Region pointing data

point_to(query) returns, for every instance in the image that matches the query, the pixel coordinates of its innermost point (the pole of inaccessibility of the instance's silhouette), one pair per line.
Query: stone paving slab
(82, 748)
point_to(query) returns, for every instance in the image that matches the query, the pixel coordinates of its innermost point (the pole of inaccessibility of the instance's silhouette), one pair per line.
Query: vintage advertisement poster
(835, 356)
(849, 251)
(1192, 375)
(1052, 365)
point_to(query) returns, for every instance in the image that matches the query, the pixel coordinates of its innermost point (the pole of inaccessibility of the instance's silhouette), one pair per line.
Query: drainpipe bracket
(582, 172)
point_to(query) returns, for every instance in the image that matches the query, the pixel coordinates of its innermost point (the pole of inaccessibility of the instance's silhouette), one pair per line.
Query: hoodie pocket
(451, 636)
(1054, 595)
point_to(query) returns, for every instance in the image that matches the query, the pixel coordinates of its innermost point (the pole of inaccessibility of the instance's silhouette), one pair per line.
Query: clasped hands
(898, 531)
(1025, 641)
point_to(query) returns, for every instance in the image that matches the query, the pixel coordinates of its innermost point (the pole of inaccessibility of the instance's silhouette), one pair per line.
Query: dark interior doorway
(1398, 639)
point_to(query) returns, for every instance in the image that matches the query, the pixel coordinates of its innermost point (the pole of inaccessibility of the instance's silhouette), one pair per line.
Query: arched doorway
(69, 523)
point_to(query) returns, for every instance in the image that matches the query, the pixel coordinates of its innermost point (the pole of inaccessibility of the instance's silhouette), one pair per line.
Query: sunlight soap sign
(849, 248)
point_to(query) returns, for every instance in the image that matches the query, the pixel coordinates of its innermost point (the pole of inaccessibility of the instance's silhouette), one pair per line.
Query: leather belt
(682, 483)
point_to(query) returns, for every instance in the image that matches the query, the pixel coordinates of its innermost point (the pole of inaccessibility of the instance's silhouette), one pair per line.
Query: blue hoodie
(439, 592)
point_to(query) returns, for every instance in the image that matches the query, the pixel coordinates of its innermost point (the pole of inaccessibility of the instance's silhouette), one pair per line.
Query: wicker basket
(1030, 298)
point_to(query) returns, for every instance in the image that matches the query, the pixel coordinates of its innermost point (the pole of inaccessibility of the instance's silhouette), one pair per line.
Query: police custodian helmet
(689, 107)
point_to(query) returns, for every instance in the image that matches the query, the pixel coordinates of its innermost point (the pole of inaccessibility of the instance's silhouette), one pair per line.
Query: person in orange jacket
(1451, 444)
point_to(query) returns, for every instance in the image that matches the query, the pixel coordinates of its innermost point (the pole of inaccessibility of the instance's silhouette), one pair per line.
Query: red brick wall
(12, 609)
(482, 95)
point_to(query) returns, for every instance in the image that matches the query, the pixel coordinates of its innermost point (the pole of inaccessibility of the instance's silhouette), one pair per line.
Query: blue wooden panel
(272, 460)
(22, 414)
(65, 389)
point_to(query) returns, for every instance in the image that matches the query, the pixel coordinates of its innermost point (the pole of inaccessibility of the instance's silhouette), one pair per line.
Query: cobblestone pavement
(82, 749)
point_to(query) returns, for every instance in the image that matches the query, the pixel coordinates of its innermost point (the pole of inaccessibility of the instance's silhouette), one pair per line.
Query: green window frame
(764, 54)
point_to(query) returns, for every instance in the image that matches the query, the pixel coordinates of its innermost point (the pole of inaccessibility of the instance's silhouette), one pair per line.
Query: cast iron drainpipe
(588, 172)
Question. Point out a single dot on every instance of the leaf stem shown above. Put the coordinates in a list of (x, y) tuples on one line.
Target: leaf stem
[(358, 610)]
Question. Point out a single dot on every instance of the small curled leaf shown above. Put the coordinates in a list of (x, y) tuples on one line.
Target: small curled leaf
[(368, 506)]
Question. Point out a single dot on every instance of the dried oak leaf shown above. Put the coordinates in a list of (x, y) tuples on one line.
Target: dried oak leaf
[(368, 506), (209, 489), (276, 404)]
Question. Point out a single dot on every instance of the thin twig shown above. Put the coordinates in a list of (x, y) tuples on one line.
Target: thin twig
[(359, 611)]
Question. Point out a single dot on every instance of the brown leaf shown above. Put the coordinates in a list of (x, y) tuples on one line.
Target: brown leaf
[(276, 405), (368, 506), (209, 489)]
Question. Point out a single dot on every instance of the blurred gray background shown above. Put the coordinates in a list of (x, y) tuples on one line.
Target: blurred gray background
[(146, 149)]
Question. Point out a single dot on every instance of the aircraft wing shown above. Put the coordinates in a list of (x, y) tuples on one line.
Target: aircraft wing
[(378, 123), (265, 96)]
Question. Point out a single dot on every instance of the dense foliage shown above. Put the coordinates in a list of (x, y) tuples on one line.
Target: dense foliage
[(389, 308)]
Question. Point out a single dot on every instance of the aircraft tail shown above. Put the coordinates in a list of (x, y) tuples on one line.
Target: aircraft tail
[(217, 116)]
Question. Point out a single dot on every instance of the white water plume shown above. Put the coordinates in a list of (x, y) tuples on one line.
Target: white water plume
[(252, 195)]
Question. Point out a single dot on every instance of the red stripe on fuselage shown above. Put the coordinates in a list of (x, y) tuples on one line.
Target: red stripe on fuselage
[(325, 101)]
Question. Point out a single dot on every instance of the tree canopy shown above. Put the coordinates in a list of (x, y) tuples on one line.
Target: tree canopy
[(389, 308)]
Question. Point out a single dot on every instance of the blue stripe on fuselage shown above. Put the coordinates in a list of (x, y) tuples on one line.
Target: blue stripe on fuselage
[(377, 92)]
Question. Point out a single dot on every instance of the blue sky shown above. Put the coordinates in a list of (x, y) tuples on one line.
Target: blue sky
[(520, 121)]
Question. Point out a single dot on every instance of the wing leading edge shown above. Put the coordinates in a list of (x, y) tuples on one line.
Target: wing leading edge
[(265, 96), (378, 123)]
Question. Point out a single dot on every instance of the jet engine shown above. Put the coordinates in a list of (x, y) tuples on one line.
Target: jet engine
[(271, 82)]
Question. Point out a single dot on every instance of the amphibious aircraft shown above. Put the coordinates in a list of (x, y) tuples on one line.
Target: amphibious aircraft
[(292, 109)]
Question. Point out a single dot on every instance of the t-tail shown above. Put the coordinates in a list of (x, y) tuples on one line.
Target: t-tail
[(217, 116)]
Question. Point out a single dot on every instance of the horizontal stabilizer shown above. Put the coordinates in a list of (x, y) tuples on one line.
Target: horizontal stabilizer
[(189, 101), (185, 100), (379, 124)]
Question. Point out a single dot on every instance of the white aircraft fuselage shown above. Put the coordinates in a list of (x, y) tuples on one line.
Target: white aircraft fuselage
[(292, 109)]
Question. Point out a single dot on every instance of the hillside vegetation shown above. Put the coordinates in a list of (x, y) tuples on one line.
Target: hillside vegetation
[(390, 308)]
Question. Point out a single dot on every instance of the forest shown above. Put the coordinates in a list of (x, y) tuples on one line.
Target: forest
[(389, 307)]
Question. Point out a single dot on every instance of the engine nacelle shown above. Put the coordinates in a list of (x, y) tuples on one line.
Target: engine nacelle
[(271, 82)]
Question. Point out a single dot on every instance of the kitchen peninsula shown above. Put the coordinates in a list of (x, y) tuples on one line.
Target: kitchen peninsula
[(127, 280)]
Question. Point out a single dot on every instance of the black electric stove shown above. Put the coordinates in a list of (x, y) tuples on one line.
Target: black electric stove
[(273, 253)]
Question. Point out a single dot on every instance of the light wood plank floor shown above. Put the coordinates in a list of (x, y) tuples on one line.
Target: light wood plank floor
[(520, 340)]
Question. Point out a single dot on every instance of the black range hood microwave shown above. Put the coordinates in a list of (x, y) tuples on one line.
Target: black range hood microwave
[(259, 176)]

## PROBLEM REQUIREMENTS
Retype all the data exactly, line for line.

## RESULT OF THE EXERCISE
point_to(query) returns, for every instance in the image that matches the query, the pixel coordinates of its innermost point (the pole of inaccessibility of the instance's silhouette), one pair per line.
Query: stone paving slab
(82, 748)
point_to(query) returns, for every instance in the image that matches the query, the pixel coordinates of its innermost point (the pole of inaccessibility of the instance's silhouette), one pair per line.
Query: vintage advertisement poster
(835, 356)
(849, 251)
(1192, 375)
(1052, 365)
point_to(query) returns, for every instance in the image that matches the query, the pixel coordinates of its innermost point (the pole of inaccessibility of the instance's silhouette), one pair per line.
Query: drainpipe bracket
(582, 172)
point_to(query) returns, for every instance in the image that matches the query, the pixel coordinates of its innermost point (the pole of inaccessibility of the instance's silhouette), one pair per line.
Query: hoodie pocket
(451, 636)
(1054, 595)
point_to(query) returns, for every instance in the image that matches the query, the pixel coordinates of its innermost point (the pole of inaccessibility of the instance's silhouette), one pair per line.
Query: clasped hands
(898, 531)
(1025, 641)
point_to(query) returns, for every instance in the image that matches the query, the pixel coordinates of its innermost point (the pole of inaccessibility of the instance's silhouette), one pair per line.
Query: dark interior doorway
(1398, 639)
point_to(query) returns, for every instance in the image that matches the query, the pixel coordinates of its innermost point (the pole of inaccessibility of the instance's silhouette), one pair per line.
Query: arched doorway
(69, 523)
point_to(query) returns, for every instance in the image that matches the query, the pixel coordinates of its innermost point (the pole of inaccessibility of the instance's silhouette), one pair per line.
Query: sunlight soap sign
(849, 248)
point_to(query) returns, for every instance in the image that matches the query, the pixel coordinates of its innermost point (the pole of inaccessibility of the instance's silhouette), one pair per line.
Query: leather belt
(682, 483)
point_to(query) returns, for every instance in the image that matches the query, the pixel coordinates of its innermost point (the pole of inaccessibility of the instance's silhouette), one pair per line.
Query: blue hoodie
(439, 592)
point_to(query) returns, for every instance in the image that matches the query, the pixel coordinates of its innermost point (the pole of inaccessibility of the instance's silhouette), one pair per line.
Query: wicker basket
(1030, 298)
point_to(query) returns, for every instance in the image that matches the query, the pixel coordinates of its innermost point (the pole of inaccessibility of the instance's silhouette), one pair per line.
Query: police custodian helmet
(689, 107)
point_to(query) returns, for every instance in the image that matches the query, the pixel coordinates of its innermost point (the pole of inaccessibility of the instance's silhouette), one pair per line.
Query: person in orange jacket
(1451, 444)
point_to(query) returns, for every instance in the image that matches the query, the pixel coordinates of its innermost point (the pole of inaccessibility of the instance's silhouette), one pair per line.
Query: red brick wall
(12, 609)
(482, 95)
point_to(query) returns, for every instance in the image that matches the query, the pixel coordinates of its innermost point (the pole of inaccessibility of the instance's silhouette), one pair per line.
Query: blue wooden panel
(272, 460)
(22, 414)
(65, 389)
point_to(query) returns, for every instance in the image that matches the query, the pixel coordinates of its innermost point (the pole of inaccessibility of the instance's silhouette), one pair per line.
Query: cobblestone pavement
(82, 749)
point_to(query) returns, for every instance in the image that matches the query, the pixel coordinates of its innermost point (the pole of inaccessibility of the instance's silhouette), one pair per line.
Query: green window frame
(764, 54)
point_to(query) returns, for every instance in the image that matches the query, the pixel coordinates of its innermost point (the pole of inaccessibility of the instance's silhouette), one pair per line.
Query: cast iron drainpipe
(588, 172)
Question. Point out a single dot on every instance of the leaf stem shown above. Put the coordinates in a list of (x, y) tuples on one line.
Target: leaf stem
[(358, 610)]
Question. Point out a single dot on every instance of the small curled leaf shown above. Put the coordinates in a list of (x, y) tuples on one line.
Target: small curled leaf
[(368, 506)]
Question. Point out a single dot on every instance of the dried oak leaf shown above. Put the coordinates in a list of (x, y) tuples on one line.
Target: dried oak leaf
[(368, 506), (209, 489), (276, 404)]
Question. Point out a single dot on every instance of the thin twig shown above. Put the coordinates in a list of (x, y) tuples on one line.
Target: thin twig
[(359, 611)]
Question. Point out a single dot on every instance of the brown leaf shown above. Put the coordinates in a list of (x, y) tuples on one line.
Target: brown leaf
[(276, 405), (368, 506), (209, 489)]
Question. Point out a single dot on every instance of the blurred gray background shown above. Put the coordinates in a list of (x, y) tuples on one line.
Target: blurred gray background
[(146, 149)]
Question. Point out a single dot on every instance of the aircraft wing shown above. Put the coordinates in a list of (x, y) tuples on one line.
Target: aircraft wing
[(378, 123), (265, 96)]
Question. Point out a single dot on every instance of the dense foliage shown above. Put the coordinates in a list of (x, y) tuples on one line.
Target: dense foliage
[(389, 308)]
Question. Point out a single dot on every instance of the aircraft tail shown above. Put the coordinates in a list of (x, y) tuples on one line.
Target: aircraft tail
[(217, 116)]
Question. Point out a single dot on every instance of the white water plume shown above. Put the coordinates in a list of (x, y) tuples on one line.
Target: white water plume
[(252, 195)]
Question. Point out a single dot on every instance of the red stripe on fuselage shown above. Put the coordinates in a list of (x, y) tuples on one line.
Target: red stripe on fuselage
[(325, 101)]
Question. Point out a single dot on every instance of the tree canopy shown above. Put the coordinates in a list of (x, y) tuples on one line.
Target: tree canopy
[(389, 308)]
Question. Point out a single dot on every instance of the blue stripe on fuselage shown above. Put the coordinates in a list of (x, y) tuples on one line.
Target: blue stripe on fuselage
[(377, 92)]
Question. Point out a single dot on every instance of the blue sky shown above. Put the coordinates in a list of (x, y) tuples on one line.
Target: blue sky
[(520, 121)]
Question. Point out a single dot on every instance of the wing leading edge shown above. Put the coordinates in a list of (x, y) tuples on one line.
Target: wing leading edge
[(265, 96), (378, 123)]
Question. Point out a single dot on every instance of the jet engine shown above. Put the coordinates in a list of (x, y) tuples on one line.
Target: jet engine
[(271, 82)]
Question. Point out a single dot on every instance of the amphibious aircraft shown above. Put the coordinates in a list of (x, y) tuples on one line.
Target: amphibious aircraft
[(292, 109)]
Question. Point out a single dot on every instance of the t-tail shown above. Put the coordinates in a list of (x, y) tuples on one line.
Target: t-tail
[(217, 116)]
Question. Point out a single dot on every instance of the horizontal stabilizer shown above. Put the coordinates in a list of (x, y) tuples on one line.
Target: horizontal stabilizer
[(189, 101), (185, 100), (379, 124)]
Question. Point out a single dot on every instance of the white aircraft fuselage shown above. Put the coordinates in a list of (x, y) tuples on one line.
Target: white aircraft fuselage
[(292, 109)]
Question. Point out a single dot on every instance of the hillside vegetation shown above. Put the coordinates in a list of (x, y) tuples on one line.
Target: hillside vegetation
[(390, 308)]
Question. Point out a single dot on every instance of the forest shown above. Put the coordinates in a list of (x, y) tuples on one line.
Target: forest
[(389, 307)]
Question. Point out a single dot on every instance of the engine nacelle shown above. Put the coordinates in a list of (x, y) tuples on one line.
Target: engine nacelle
[(271, 82)]
Question. Point out a single dot on every instance of the kitchen peninsula shown above. Put the coordinates in a list of (x, y) tuples on one line.
Target: kitchen peninsula
[(127, 280)]
Question. Point out a single dot on every instance of the black electric stove shown above. Put the coordinates in a list of (x, y) tuples on one line.
Target: black electric stove
[(273, 253)]
Question. Point out a single dot on every instance of the light wood plank floor shown above. Put the coordinates in a list of (x, y) tuples on one line.
Target: light wood plank floor
[(520, 340)]
Question. Point out a single dot on every instance of the black range hood microwave shown above. Put the coordinates in a list of (x, y) tuples on one line.
Target: black range hood microwave
[(259, 176)]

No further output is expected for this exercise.